(Stored items)
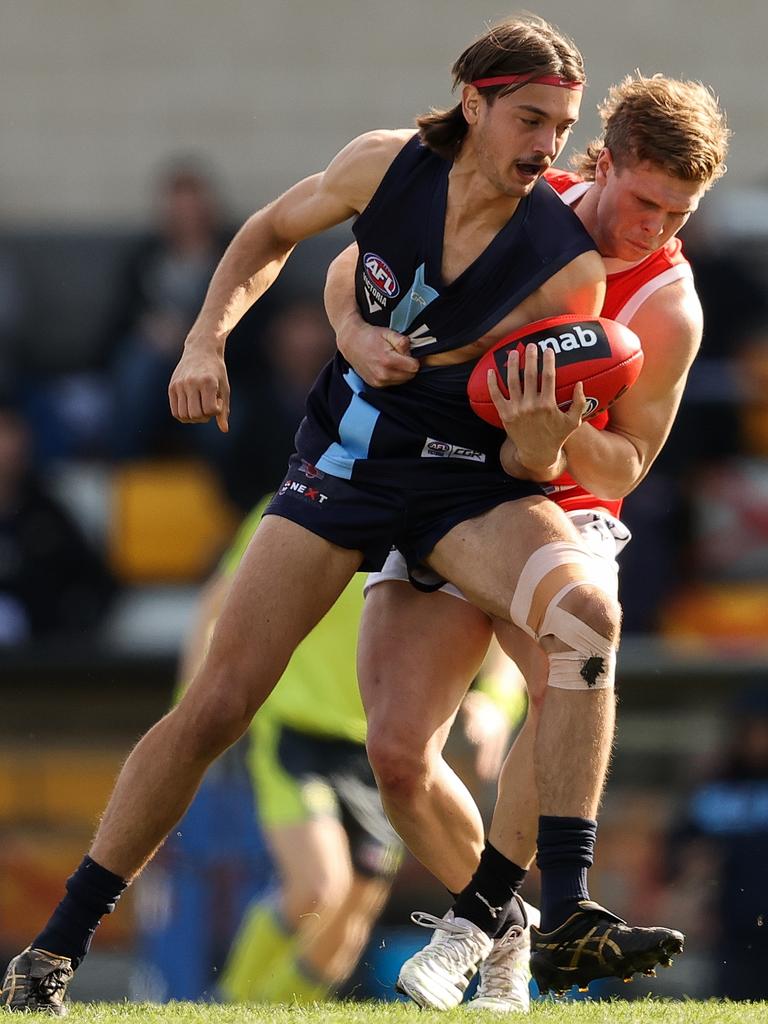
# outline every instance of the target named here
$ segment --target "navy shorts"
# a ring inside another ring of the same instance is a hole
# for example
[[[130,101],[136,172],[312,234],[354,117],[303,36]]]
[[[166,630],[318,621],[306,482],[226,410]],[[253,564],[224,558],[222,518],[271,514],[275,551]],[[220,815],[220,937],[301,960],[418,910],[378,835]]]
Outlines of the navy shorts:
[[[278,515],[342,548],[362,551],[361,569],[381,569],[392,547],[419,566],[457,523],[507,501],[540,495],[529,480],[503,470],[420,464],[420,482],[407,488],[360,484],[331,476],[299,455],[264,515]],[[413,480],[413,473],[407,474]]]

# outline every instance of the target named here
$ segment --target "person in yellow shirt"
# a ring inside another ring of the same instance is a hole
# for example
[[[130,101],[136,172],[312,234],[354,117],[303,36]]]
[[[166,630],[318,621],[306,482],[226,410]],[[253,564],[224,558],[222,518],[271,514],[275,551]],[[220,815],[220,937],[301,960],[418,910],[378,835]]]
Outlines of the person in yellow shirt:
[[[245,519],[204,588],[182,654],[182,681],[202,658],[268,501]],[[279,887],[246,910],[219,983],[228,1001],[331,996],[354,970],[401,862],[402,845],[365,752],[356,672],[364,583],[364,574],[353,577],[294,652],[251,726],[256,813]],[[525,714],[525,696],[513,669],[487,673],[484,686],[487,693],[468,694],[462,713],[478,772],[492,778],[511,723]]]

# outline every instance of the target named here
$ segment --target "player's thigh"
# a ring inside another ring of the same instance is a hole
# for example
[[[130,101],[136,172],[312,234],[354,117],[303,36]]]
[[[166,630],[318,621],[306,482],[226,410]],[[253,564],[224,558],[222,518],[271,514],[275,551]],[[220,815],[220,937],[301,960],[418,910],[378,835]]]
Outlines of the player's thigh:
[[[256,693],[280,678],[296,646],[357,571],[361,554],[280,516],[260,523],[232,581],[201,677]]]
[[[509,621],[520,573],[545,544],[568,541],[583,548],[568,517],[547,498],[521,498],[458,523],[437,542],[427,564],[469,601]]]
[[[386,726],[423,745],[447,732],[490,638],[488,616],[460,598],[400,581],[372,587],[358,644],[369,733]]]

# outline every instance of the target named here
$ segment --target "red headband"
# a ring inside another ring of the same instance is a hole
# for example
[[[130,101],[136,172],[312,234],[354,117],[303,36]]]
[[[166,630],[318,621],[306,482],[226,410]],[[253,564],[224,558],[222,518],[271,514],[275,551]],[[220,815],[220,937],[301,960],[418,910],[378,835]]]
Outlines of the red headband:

**WHAT THE EXERCISE ASKS**
Your task is to set down the records shown above exactly, minus any pictures.

**RESULT**
# outline every instance of the target named here
$ segment --target "navy shorts"
# a ring inside another ring of the same instance is a hole
# for example
[[[130,101],[136,172],[312,234],[354,117],[303,36]]]
[[[166,630],[318,621],[306,482],[226,410]],[[253,564],[224,558],[222,518],[271,514],[275,551]],[[220,815],[220,937],[301,960],[418,910],[378,835]]]
Outlines of the navy shorts:
[[[278,515],[342,548],[362,551],[361,569],[381,569],[392,547],[419,566],[457,523],[507,501],[540,495],[529,480],[503,470],[420,464],[420,482],[407,488],[360,484],[331,476],[299,455],[264,515]],[[413,480],[413,473],[407,474]]]

# outline every instance of the target named here
$ segment --target "person in yellow shirt"
# a ring inside another ring of the same instance is a hole
# for example
[[[130,101],[136,172],[312,234],[354,117],[303,36]]]
[[[166,630],[318,621],[306,482],[226,410]],[[253,564],[224,558],[222,518],[271,514],[275,551]],[[220,815],[220,937],[301,960],[418,910],[378,835]]]
Outlines of the person in yellow shirt:
[[[245,519],[204,588],[182,654],[182,681],[202,658],[268,501]],[[279,887],[246,910],[219,983],[228,1001],[331,996],[354,970],[401,862],[402,845],[365,752],[356,672],[364,583],[364,574],[353,577],[294,652],[251,726],[256,813]],[[525,714],[525,696],[513,669],[487,673],[484,686],[487,693],[468,694],[462,713],[478,772],[492,778],[511,723]]]

# outline every instance of the target named here
$ segment --target "player's thigh"
# a ring inside another ring of the same instance is a hole
# for example
[[[130,101],[136,172],[312,234],[354,117],[303,36]]]
[[[166,630],[318,621],[306,482],[226,410]],[[253,564],[224,558],[222,518],[271,514],[275,551]],[[220,815],[220,937],[301,960],[418,910],[378,835]]]
Outlines of the player's thigh:
[[[256,693],[280,678],[296,646],[357,571],[361,554],[280,516],[260,523],[232,581],[201,677]]]
[[[509,621],[520,573],[545,544],[568,541],[583,548],[568,517],[547,498],[521,498],[458,523],[437,542],[427,564],[469,601]]]
[[[386,726],[423,745],[447,732],[490,638],[488,616],[460,598],[400,581],[372,587],[358,644],[369,733]]]

# outline every instance of the target named here
$ segment --target "red headband"
# a ring inside another ring of the same instance is a hole
# for example
[[[130,101],[136,172],[312,234],[354,117],[303,36]]]
[[[166,630],[318,621],[306,482],[226,410]],[[253,564],[224,558],[222,518],[271,514],[275,551]],[[220,815],[220,937],[301,960],[418,910],[378,835]]]
Outlines of the red headband:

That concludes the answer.